*TASK INPUT*
::::

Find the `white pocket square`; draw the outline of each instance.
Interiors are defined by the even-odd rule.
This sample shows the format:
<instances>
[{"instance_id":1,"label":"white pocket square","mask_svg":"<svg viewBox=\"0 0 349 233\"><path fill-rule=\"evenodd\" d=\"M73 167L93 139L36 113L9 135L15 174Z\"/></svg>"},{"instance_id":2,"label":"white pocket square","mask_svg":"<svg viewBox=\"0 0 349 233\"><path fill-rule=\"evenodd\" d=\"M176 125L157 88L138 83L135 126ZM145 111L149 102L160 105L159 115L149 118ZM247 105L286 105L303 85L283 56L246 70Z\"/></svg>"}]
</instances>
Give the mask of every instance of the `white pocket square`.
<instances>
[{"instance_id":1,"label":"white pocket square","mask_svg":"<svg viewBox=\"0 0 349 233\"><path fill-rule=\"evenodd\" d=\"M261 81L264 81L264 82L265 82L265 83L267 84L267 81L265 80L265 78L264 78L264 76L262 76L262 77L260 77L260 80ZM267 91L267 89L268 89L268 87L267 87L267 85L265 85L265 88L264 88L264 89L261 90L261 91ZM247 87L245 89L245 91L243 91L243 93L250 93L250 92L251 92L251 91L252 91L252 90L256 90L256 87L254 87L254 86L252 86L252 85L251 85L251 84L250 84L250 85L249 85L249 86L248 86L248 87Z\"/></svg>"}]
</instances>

::::

*GIVEN REQUEST*
Reproduce every line of the records above, character for character, without changing anything.

*SOLUTION FOR THIS TASK*
Find the `white pocket square`; draw the outline of each instance.
Interiors are defined by the even-odd rule.
This sample shows the format:
<instances>
[{"instance_id":1,"label":"white pocket square","mask_svg":"<svg viewBox=\"0 0 349 233\"><path fill-rule=\"evenodd\" d=\"M73 167L93 139L36 113L9 135L15 174Z\"/></svg>"},{"instance_id":2,"label":"white pocket square","mask_svg":"<svg viewBox=\"0 0 349 233\"><path fill-rule=\"evenodd\" d=\"M176 125L157 88L138 83L135 126ZM145 111L149 102L160 105L159 115L149 118ZM247 105L286 105L303 85L283 56L246 70Z\"/></svg>"}]
</instances>
Give the mask of every instance of the `white pocket square`.
<instances>
[{"instance_id":1,"label":"white pocket square","mask_svg":"<svg viewBox=\"0 0 349 233\"><path fill-rule=\"evenodd\" d=\"M261 81L264 81L264 82L265 82L265 83L267 84L267 81L265 80L265 78L264 78L264 76L262 76L262 77L260 77L260 80ZM267 91L267 89L268 89L268 87L267 87L267 85L265 85L265 88L264 88L264 89L261 90L261 91ZM247 87L245 89L245 91L243 91L243 93L250 93L250 92L251 92L251 91L252 91L252 90L256 90L256 87L254 87L254 86L252 86L252 85L251 85L251 84L250 84L250 85L249 85L249 86L248 86L248 87Z\"/></svg>"}]
</instances>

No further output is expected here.